◆ **Extrait du texte**:
Je sais que ça va être difficile à entendre. J’ai beaucoup hésité.

Ce n’est peut être pas entièrement de ta faute. Mais il va falloir que je te le dise. Il faudra un peu de temps à t’en remettre. De la force et du courage. Mais tu t’en sortiras parce que je vais t’aider.

Tu sais le plat de pâtes que tu penses être le plat typiquement Italien ? Celui que tous les pseudos-restaurants Italiens te servent en France ? Celui que tu cuisines tout fier, en pensant à tes ancêtres Italiens – on en a tous – qui doivent te couver d’un œil bienveillant ?

Je te vois, là, gonflé d’orgueil quand tu le sers à table en te disant que tu fais honneur à la gastronomie de la Botte. Mais oui, tu sais bien…

… les “Spaghetti Bolognaise”.

Ou pire. Les “Spaghetti Bolo”.

Quand tu cuisines ça, tes ancêtres Italiens te tournent le dos en sanglotant, je te jure.

Je vais donc devoir sévir à nouveau. Mais gentiment cette fois. Je serai douce, c’est promis.

Parce que je me rends bien compte que ce que je vais t’annoncer est une nouvelle aussi retentissante que lorsque tu as appris que le Père-Noel était une invention des capitalistes.

Les “Spaghetti Bolognaise”…

…N’EXISTENT PAS.

Non, non.

Vas-y, je te laisse un peu de temps pour googler les meilleurs sites gastronomiques Italiens, tu ne trouveras aucune trace de tes “Spaghetti Bolo”, fais-moi confiance.

Je sais c’est dur d’être désemparé comme ça. C’est un vrai pilier de ta cuisine qui s’écroule là. Je t’ai déjà dit de balancer par la fenêtre tes lardons en plastique et d’enterrer ta crème fraîche, et maintenant je te dis de ranger tes spaghetti… c’est cruel.

Je te vois penser, un sourcil levé, que pourtant, le Clochard, bah il séduit la Belle grâce à des “spaghetti bolo”.

Oui mais non.

Et dire que tu avais presque compris comment cuire ta pasta al dente

Bon.

Si tu es prêt à entendre la vérité, si tu promets d’être patient et de mettre en œuvre tous les efforts nécessaires, je te garantis que ta vie va changer là-dessus. Tu vas goûter le plat originel, celui qui, de la Sicilia jusqu’au Trentino met tous les Ritals d’accord. Et en plus, je te laisserai être un peu créatif.

C’est pas beau, ça.

Oui parce qu’il y a une origine aux “Spaghetti Bolo” :

Le Ragù alla Bolognese (n’oublie pas l’accent sur le “ù”, hein).

Le rubis Italien. La meilleure manière possible de faire honneur à ce légume (fruit ?) que toute l’Italie vénère : Il Pomodoro (la tomate). Du rubis, je te dis.

Ici aussi je ne m’explique pas comment on est passé de ce plat si savoureux, qui chante l’Italie, a cette sorte de plat de nouilles à la viande hachée et aux tomates pas cuites.

◆ **Données d'ancrage texte-région**:
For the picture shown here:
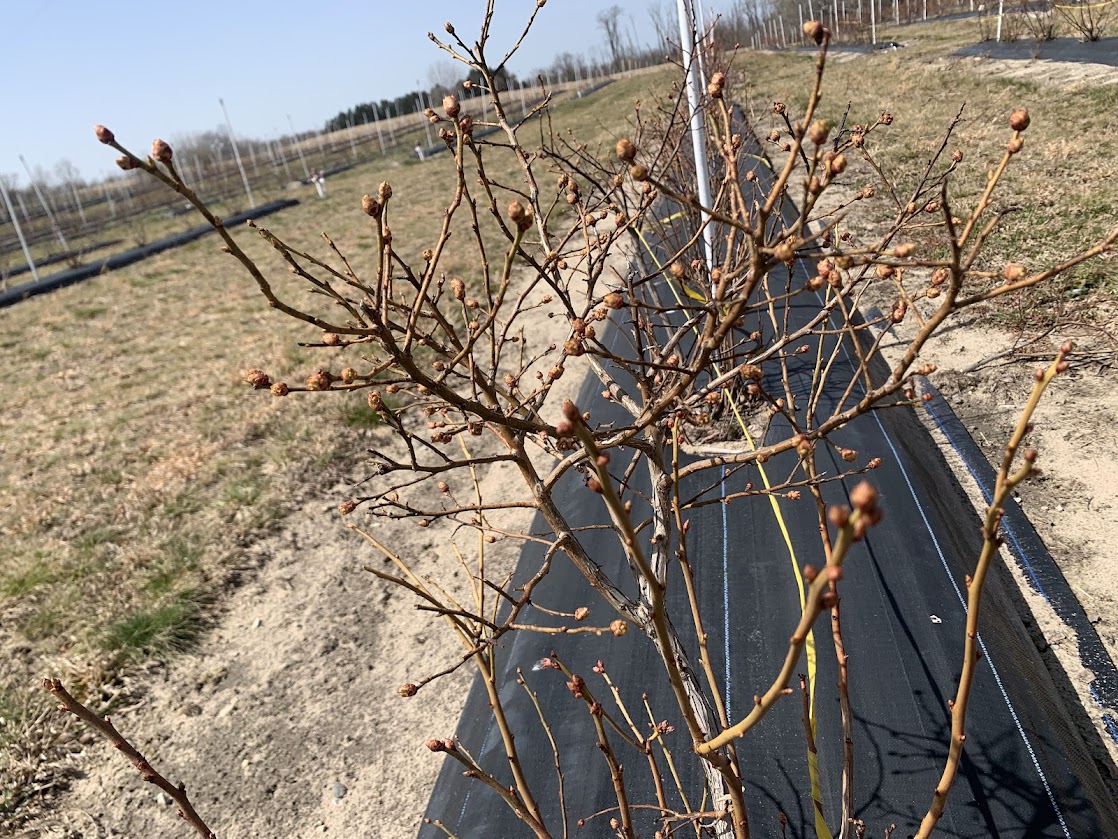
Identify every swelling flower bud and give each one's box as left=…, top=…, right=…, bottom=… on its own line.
left=807, top=120, right=831, bottom=145
left=361, top=195, right=381, bottom=218
left=707, top=73, right=726, bottom=100
left=1010, top=107, right=1030, bottom=131
left=151, top=140, right=173, bottom=163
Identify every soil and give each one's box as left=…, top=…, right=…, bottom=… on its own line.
left=8, top=62, right=1118, bottom=839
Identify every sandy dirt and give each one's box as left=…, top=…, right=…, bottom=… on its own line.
left=17, top=59, right=1118, bottom=839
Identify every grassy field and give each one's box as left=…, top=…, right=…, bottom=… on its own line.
left=0, top=69, right=659, bottom=813
left=733, top=20, right=1118, bottom=317
left=0, top=22, right=1118, bottom=812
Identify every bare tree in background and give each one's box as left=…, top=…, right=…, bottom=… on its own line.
left=598, top=3, right=625, bottom=68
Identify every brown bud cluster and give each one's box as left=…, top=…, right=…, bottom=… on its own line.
left=361, top=195, right=382, bottom=218
left=151, top=140, right=173, bottom=163
left=807, top=120, right=831, bottom=145
left=707, top=73, right=726, bottom=100
left=850, top=481, right=884, bottom=539
left=306, top=370, right=334, bottom=390
left=245, top=367, right=272, bottom=390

◆ **Consignes de l'exercice**:
**1.** Répondez aux questions suivantes à partir du texte sur les spaghetti bolognaise.
(a) Quel plat le texte désigne-t-il comme l'origine des « Spaghetti Bolo » ?
(b) Quel personnage séduit la Belle grâce à des « spaghetti bolo », selon l'objection que le texte prête au lecteur ?
(c) Qu'est-ce que le lecteur s'est déjà vu conseiller de balancer par la fenêtre, et qu'est-ce qu'on lui a dit d'enterrer ?
**2.** Rédigez la suite du texte sur les spaghetti bolognaise à partir de sa dernière phrase.

◆ **Vos réponses**:
**1.**
(a) Le Ragù alla Bolognese.
(b) Le Clochard.
(c) Ses lardons en plastique doivent passer par la fenêtre, et sa crème fraîche doit être enterrée.

**2.**
J’ai cessé d’essayer de comprendre, ça me colle la migraine.

Le Ragù alla Bolognese, c’est donc la sauce. Comme son nom l’indique, ça vient de Bologne, en Emilie-Romagne.

Le coeur de la gastronomie Italienne. Et toi, tu vas le faire battre.

Tu ne peux pas la servir avec des spaghetti. Tu ne peux juste pas. C’est interdit. C’est comme ça.

Elle se sert avec des Tagliatelle, des Papardelle, ou des pâtes courtes comme les Mezze-Maniche, les Penne Rigate,… Mes préférées : les Tortiglioni ! Siiiiii… Mammamia que c’est bon !

Attention, on va monter de plusieurs niveaux d’un coup par rapport à la Carbonara.

Il faut des années d’expérience pour réussir parfaitement un Ragù. Il faut de la patience. Mais un jour le Ragù te le rendra au quintuple.

D’ailleurs c’est un des plats que seule la Mamma sait faire mieux que tout le monde. Les Italiens ne plaisantent pas avec le Ragù. Je pense même que c’est le sujet de dispute conjugale le plus répandu en Italie : “Celui de ma mère est meilleur que le tien, Dio Bono !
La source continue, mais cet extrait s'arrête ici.